Your assignment »
Return verbatim the run of lines that opens with the line holding "For every instance of the groom" and closes with the last line of the records.

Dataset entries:
== Segment start ==

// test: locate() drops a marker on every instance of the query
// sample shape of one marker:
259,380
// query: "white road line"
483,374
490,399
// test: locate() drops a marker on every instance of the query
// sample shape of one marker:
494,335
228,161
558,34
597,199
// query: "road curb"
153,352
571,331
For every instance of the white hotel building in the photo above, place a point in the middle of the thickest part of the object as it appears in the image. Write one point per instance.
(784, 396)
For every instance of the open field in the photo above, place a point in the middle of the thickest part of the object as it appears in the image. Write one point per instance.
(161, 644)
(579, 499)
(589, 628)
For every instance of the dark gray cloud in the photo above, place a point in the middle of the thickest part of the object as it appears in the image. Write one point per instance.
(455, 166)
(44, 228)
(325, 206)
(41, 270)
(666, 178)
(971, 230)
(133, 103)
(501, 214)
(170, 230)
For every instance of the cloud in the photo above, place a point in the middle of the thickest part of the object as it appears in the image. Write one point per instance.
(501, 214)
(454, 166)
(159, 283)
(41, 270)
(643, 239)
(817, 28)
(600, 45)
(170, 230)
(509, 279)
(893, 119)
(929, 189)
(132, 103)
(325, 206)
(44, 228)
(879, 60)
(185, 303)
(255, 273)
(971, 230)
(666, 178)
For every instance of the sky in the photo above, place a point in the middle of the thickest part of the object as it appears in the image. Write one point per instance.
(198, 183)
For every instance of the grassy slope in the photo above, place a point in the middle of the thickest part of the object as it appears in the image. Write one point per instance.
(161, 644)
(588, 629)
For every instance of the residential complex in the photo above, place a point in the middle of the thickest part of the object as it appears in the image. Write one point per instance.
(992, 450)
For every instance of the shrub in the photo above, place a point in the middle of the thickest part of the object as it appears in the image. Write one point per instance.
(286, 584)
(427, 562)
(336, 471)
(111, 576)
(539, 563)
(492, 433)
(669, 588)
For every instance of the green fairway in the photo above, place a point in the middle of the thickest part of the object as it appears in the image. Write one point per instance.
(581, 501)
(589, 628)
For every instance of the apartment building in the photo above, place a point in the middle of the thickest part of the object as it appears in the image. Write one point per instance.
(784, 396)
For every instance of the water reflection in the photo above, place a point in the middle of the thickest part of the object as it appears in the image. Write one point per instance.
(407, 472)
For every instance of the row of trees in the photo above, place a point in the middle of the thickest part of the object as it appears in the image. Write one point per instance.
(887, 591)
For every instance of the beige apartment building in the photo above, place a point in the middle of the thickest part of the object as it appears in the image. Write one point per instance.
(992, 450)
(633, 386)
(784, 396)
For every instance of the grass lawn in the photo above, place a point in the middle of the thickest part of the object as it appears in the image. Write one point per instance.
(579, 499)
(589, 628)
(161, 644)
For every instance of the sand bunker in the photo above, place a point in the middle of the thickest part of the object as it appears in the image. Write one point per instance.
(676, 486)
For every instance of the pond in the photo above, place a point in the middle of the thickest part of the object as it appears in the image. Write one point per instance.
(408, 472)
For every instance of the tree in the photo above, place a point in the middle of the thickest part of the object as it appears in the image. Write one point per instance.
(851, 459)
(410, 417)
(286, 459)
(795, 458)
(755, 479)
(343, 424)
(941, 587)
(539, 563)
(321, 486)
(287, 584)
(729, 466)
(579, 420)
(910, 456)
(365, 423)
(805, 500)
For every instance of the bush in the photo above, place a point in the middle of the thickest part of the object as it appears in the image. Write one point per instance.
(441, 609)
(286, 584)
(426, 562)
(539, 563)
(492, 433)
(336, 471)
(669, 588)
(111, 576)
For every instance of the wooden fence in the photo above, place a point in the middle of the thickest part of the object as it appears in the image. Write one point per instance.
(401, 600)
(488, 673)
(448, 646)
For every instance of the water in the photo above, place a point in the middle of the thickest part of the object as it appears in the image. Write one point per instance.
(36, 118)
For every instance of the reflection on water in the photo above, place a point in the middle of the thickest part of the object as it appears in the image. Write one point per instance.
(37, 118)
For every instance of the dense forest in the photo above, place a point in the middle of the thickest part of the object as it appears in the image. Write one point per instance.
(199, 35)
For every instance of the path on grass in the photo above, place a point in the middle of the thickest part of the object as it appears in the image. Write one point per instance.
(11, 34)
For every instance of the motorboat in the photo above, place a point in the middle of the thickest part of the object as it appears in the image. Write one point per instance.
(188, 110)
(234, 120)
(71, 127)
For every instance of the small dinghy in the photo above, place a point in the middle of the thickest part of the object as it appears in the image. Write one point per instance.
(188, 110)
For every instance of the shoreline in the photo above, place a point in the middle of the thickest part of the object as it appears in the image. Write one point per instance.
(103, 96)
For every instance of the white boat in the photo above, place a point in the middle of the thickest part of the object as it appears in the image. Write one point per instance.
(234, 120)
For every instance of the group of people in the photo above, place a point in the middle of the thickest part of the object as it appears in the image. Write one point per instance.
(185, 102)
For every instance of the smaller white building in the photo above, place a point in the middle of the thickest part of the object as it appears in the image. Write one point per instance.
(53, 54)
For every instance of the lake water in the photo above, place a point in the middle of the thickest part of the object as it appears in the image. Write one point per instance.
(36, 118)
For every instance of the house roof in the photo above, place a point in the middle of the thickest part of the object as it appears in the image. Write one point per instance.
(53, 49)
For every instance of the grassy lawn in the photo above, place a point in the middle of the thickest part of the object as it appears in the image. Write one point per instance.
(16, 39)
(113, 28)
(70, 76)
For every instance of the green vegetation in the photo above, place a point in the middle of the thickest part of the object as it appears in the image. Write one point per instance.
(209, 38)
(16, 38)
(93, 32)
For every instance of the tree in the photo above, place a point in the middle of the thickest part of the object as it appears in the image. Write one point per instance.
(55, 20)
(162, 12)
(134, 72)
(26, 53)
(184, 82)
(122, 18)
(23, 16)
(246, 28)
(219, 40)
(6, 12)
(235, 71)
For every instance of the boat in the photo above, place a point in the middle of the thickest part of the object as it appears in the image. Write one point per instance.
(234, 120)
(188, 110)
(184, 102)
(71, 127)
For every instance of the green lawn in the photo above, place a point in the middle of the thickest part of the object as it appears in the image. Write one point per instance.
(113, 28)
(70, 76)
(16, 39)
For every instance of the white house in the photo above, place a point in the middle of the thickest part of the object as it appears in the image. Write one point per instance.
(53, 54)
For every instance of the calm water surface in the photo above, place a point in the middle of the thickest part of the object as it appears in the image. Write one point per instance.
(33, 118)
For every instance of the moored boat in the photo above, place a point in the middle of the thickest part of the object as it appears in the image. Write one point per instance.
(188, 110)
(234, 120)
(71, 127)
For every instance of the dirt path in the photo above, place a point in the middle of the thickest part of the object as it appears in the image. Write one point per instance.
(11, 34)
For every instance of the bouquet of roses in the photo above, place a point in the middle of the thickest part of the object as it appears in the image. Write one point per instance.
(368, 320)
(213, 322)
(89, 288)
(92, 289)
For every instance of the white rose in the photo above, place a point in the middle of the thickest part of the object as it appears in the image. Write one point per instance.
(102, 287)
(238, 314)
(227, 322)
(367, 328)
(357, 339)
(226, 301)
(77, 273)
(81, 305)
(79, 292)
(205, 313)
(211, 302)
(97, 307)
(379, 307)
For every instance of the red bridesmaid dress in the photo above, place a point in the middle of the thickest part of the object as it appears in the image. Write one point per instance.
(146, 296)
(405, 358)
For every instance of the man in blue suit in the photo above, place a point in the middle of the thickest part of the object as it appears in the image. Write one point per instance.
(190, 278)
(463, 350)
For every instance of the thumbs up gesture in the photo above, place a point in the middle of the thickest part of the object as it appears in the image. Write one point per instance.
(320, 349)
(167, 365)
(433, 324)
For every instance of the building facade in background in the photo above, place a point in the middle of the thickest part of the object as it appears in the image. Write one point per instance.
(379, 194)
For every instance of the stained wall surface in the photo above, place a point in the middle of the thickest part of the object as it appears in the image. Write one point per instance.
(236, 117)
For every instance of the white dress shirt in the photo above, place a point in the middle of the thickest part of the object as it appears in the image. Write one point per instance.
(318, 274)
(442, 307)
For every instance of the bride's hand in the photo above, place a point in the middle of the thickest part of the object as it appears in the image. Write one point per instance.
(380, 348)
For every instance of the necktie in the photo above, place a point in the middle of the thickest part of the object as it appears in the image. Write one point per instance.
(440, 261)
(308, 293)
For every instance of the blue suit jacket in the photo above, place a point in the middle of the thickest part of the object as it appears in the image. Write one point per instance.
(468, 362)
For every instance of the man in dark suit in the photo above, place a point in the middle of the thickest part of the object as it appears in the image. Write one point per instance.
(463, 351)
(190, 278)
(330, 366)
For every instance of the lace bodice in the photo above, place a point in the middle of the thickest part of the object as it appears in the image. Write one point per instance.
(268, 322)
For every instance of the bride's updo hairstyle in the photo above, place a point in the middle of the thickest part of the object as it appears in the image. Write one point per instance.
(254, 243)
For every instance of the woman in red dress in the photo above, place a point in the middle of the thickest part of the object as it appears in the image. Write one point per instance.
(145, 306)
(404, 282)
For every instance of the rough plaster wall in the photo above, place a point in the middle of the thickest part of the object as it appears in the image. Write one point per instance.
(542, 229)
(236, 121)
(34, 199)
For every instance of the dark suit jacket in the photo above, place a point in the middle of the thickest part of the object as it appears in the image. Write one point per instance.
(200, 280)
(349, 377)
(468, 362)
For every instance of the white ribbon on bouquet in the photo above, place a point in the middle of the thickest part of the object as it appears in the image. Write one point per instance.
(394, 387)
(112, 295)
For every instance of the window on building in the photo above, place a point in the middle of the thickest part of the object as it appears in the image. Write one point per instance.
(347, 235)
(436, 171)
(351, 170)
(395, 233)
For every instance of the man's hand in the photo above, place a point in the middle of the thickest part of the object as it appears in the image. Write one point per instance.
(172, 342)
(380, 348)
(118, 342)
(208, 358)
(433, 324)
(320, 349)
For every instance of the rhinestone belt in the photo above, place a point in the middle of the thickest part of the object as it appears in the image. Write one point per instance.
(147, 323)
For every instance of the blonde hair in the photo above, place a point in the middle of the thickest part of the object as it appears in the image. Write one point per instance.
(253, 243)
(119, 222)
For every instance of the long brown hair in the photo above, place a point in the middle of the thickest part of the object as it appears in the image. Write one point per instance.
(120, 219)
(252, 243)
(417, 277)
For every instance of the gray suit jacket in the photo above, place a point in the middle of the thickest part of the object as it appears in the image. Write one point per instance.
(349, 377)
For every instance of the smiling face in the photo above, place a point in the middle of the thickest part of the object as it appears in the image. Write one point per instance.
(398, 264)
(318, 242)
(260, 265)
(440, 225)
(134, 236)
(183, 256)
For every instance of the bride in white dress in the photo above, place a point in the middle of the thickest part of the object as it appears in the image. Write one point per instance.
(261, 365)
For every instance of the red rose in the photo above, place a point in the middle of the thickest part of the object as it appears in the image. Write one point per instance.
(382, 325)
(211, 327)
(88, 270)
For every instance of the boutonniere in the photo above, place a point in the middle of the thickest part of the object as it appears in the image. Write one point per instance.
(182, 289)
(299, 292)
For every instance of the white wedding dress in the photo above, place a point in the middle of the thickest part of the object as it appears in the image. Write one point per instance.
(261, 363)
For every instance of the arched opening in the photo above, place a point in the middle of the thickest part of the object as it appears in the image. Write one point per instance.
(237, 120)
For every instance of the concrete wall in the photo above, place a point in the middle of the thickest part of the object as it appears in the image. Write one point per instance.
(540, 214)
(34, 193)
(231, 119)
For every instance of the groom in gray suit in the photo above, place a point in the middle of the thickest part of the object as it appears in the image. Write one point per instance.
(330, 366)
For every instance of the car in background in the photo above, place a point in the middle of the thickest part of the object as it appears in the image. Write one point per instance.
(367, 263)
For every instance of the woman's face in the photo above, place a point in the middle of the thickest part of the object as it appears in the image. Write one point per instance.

== Segment end ==

Answer to this problem »
For every instance of the groom in gray suit in the photo above, place a point in the middle of the thickest part of the object as it appears in the image. Write one point per instance.
(330, 366)
For every instance of the car in background in the photo above, place a point in the middle of the thickest part of the object as it appears in the image. Write one point per instance.
(367, 263)
For every instance of the woman's face in the photo above, place a point in the middle of the thickest part of the object as it appears in the image. Write one point per instance.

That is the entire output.